▶ Your instructions
Using the data below, copy every line that contains the word "each".

▶ Records provided
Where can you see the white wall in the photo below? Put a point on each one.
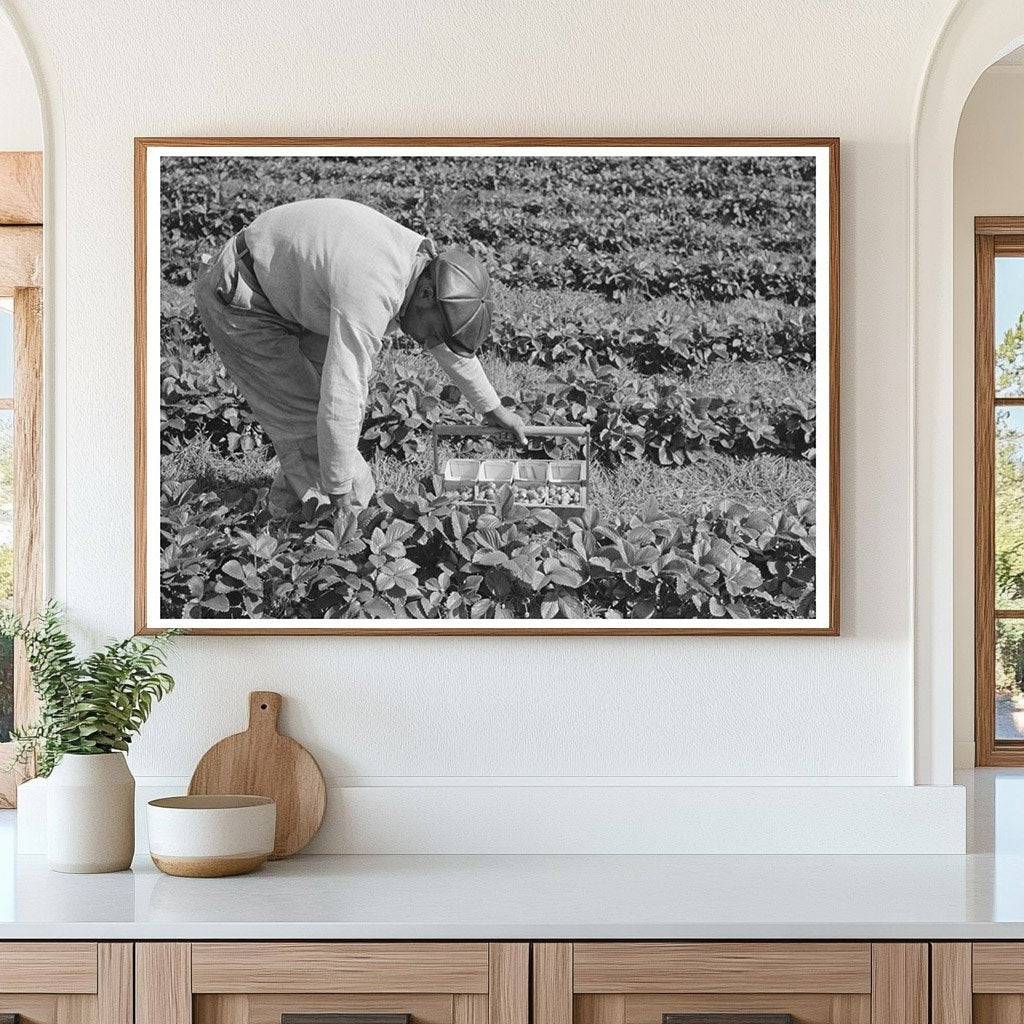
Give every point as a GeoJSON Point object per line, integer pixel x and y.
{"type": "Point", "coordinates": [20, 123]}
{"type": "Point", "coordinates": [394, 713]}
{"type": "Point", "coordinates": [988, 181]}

...

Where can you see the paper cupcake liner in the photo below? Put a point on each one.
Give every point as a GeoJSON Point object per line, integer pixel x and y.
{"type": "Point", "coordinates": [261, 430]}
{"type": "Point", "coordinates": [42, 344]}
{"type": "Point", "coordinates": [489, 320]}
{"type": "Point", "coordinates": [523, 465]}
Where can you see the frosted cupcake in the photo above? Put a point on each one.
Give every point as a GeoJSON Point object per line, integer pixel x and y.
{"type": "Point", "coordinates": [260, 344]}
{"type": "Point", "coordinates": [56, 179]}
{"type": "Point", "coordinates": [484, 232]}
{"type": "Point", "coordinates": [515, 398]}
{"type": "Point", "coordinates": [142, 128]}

* * *

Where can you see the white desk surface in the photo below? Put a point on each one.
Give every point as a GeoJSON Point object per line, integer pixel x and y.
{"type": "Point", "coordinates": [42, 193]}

▶ Answer to this problem
Where can you see the white wall in the photo below? Put a point on each one.
Where can you see the paper cupcake liner in the photo below? Put a point on each one.
Where can you see the frosted cupcake in the photo above? Put a point on each one.
Where can you see the white desk surface in the photo below? Put a point on each one.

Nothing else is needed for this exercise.